- Opening Delimiter -

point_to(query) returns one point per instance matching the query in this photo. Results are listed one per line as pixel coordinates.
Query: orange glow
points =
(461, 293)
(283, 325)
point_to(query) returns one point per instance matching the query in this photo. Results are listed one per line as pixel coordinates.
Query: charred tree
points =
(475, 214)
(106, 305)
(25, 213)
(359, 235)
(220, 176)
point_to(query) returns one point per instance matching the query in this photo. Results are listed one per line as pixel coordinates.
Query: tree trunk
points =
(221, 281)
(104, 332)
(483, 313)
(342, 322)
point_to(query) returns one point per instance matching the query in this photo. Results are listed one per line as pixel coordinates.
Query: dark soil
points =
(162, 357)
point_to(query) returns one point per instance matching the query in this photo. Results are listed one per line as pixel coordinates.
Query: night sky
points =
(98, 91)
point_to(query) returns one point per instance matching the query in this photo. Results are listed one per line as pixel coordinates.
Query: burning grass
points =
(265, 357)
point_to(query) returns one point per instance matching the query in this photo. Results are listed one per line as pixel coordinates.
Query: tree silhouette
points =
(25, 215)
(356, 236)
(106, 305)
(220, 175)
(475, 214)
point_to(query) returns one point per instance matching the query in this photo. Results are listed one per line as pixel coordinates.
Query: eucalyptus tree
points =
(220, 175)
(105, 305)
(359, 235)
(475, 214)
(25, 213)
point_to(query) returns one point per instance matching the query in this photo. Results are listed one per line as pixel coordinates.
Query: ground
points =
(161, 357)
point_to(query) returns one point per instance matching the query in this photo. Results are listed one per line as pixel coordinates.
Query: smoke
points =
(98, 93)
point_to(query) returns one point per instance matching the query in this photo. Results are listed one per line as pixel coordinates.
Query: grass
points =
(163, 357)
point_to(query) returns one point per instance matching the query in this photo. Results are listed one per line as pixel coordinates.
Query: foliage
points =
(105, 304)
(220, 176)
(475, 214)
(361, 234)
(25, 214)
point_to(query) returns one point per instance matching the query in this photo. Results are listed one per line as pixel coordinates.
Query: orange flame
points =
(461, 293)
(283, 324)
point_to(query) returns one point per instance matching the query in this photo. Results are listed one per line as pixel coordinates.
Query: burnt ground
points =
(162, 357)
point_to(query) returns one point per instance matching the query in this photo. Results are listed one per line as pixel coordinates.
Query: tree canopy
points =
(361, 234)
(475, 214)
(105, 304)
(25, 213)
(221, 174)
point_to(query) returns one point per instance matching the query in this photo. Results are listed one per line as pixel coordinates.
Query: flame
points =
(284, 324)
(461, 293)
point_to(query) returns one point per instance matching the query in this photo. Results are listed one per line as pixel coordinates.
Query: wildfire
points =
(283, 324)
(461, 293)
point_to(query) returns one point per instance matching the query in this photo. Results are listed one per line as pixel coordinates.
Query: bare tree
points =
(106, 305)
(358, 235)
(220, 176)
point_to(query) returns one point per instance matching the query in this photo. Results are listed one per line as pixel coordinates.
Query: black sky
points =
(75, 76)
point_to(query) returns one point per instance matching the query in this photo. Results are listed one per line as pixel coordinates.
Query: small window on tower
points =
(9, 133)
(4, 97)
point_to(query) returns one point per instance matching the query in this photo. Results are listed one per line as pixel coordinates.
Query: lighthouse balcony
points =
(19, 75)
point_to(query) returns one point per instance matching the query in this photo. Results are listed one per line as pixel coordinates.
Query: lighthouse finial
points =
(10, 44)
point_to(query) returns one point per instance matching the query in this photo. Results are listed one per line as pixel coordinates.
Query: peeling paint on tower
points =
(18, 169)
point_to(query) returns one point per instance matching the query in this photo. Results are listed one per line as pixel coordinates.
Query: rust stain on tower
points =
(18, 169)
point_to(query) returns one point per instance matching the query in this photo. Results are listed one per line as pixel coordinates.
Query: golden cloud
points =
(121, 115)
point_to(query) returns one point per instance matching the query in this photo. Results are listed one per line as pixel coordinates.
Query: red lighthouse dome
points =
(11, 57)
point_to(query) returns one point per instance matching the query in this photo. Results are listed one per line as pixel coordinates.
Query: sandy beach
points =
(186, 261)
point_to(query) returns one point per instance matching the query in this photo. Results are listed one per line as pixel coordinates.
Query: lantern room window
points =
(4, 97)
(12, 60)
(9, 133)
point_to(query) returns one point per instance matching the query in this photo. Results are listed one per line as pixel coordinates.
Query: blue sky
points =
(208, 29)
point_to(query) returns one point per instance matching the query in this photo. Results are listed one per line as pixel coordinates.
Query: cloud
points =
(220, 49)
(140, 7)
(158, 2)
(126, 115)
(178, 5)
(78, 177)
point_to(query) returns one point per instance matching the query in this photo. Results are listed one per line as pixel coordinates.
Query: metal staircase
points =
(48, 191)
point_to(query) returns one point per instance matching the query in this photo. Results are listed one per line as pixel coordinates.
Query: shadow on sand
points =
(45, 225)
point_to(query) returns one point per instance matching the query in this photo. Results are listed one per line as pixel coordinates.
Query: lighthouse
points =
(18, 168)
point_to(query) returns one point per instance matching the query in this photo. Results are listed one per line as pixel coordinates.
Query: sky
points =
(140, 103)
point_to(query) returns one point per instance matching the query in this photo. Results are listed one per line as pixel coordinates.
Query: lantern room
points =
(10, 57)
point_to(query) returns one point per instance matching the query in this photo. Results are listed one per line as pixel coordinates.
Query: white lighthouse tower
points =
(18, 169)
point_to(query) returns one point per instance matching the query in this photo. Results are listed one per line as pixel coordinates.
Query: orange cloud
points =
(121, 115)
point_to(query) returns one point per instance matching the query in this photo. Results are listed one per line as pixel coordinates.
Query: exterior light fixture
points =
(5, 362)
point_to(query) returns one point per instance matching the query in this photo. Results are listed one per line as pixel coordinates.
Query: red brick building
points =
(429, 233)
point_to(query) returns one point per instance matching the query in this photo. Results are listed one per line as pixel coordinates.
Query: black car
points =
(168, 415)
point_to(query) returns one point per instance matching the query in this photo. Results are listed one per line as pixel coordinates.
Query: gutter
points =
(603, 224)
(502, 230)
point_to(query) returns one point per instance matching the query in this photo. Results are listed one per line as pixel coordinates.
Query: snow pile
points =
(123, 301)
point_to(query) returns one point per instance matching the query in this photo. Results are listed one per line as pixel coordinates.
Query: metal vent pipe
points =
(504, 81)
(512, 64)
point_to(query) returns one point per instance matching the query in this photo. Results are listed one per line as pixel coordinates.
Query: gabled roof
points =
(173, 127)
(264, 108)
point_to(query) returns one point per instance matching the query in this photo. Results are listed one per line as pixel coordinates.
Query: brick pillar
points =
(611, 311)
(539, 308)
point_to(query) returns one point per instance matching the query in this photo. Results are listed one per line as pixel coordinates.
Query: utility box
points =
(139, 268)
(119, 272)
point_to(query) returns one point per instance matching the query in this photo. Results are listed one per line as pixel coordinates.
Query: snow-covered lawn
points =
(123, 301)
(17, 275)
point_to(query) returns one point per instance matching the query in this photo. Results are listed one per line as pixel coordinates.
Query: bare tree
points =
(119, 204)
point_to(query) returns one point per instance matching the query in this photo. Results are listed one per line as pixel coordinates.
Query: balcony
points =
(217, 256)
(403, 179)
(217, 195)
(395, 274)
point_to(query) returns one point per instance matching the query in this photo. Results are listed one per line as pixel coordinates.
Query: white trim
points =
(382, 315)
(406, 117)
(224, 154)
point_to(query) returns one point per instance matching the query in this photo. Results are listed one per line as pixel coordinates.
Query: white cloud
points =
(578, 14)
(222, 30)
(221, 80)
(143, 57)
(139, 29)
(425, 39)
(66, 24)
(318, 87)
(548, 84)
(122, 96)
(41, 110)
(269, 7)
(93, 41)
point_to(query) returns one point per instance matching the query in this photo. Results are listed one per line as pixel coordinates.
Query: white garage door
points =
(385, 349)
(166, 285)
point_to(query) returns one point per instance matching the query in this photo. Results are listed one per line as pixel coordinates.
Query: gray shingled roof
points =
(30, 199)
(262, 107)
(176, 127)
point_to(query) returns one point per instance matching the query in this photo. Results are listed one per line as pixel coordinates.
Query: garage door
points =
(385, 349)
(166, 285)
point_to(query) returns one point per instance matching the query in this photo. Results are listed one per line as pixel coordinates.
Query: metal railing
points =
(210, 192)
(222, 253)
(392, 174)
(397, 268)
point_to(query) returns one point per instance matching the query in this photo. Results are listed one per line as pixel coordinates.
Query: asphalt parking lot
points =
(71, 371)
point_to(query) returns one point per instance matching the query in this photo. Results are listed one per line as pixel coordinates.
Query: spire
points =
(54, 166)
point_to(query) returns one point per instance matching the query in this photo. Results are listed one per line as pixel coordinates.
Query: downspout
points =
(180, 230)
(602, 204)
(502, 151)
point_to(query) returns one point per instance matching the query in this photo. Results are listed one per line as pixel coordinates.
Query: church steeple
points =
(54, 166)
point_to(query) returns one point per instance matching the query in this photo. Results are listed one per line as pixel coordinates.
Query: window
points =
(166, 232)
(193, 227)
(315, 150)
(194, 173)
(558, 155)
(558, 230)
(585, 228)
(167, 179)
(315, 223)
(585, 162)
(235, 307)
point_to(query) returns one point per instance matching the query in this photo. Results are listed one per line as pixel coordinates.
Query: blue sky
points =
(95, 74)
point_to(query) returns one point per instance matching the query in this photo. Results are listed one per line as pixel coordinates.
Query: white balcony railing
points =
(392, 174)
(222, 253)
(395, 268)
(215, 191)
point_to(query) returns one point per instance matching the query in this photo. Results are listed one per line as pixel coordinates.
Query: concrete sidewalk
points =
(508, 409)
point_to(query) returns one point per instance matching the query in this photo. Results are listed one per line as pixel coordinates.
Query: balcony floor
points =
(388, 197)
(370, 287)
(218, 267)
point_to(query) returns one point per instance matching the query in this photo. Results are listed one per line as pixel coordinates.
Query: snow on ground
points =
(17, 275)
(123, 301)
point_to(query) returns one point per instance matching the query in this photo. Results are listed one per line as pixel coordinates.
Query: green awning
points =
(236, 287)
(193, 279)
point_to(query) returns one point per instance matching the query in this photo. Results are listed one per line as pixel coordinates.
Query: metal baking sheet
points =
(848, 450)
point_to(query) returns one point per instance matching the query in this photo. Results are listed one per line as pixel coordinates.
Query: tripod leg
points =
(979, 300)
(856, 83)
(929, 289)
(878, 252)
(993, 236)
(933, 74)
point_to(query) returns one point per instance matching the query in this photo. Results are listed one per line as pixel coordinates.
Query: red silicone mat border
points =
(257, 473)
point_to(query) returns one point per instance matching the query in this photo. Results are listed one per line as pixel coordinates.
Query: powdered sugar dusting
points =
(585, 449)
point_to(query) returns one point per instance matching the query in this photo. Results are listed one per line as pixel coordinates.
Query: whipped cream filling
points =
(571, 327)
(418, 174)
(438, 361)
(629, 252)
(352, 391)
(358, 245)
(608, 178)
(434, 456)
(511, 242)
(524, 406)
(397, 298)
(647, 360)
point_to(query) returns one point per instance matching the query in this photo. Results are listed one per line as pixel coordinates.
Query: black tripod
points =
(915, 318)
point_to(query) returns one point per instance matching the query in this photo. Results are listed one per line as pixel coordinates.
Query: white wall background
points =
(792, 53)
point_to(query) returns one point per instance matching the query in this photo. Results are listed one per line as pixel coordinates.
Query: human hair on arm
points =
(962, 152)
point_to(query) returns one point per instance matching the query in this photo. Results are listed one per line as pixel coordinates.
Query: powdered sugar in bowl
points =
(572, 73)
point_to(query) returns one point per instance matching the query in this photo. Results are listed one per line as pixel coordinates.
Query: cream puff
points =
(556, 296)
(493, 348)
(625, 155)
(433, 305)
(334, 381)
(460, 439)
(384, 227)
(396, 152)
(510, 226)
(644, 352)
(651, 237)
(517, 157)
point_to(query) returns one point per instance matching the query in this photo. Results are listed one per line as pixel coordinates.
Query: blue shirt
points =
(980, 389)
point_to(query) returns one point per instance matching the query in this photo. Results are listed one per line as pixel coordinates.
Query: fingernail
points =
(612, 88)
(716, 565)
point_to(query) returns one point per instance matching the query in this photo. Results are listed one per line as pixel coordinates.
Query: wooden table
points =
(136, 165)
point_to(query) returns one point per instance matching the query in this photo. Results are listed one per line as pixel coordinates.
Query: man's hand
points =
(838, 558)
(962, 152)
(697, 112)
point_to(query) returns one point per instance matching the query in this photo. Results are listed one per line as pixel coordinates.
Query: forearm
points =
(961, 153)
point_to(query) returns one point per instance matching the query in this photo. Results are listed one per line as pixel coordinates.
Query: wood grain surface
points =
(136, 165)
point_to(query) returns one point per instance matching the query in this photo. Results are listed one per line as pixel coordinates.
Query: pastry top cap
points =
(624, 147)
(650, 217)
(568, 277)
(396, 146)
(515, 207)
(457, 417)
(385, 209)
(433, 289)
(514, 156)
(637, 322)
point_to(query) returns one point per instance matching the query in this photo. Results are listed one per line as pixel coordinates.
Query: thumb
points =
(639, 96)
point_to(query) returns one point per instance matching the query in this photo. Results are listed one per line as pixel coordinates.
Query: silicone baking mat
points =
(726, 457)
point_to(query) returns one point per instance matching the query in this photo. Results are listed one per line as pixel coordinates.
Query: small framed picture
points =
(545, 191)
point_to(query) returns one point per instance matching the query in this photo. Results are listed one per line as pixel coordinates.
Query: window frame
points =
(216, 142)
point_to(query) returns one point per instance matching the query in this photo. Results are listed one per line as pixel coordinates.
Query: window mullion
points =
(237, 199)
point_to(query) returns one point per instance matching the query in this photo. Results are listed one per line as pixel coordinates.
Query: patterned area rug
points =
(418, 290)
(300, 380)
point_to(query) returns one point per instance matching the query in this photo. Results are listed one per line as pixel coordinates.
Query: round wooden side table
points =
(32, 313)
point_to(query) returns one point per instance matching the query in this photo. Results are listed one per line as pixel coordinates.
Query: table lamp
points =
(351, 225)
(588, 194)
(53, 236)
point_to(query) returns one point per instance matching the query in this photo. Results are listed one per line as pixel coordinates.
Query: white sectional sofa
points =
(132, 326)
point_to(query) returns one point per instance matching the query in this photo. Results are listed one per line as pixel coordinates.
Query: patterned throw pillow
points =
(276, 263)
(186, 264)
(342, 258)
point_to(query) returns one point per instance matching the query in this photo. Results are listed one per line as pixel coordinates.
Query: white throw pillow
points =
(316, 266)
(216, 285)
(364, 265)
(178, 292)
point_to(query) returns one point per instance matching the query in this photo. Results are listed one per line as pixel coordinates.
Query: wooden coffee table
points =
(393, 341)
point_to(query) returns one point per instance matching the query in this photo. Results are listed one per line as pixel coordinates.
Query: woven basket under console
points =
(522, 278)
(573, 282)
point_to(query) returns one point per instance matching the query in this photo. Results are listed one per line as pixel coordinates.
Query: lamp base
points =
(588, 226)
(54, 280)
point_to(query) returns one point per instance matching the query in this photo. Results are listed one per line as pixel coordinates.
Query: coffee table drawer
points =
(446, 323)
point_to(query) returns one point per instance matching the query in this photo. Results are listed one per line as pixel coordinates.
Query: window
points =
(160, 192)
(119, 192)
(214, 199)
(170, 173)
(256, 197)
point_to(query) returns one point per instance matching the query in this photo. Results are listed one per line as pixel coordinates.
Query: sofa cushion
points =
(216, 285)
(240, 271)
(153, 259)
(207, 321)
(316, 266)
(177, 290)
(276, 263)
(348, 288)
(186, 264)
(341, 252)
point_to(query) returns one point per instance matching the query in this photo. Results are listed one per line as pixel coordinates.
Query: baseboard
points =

- Closing Delimiter -

TASK REQUIREMENTS: Determine the count of lines in the data that contain the string "tripod", and reply with that count alone.

SOLUTION TO THE EXERCISE: 2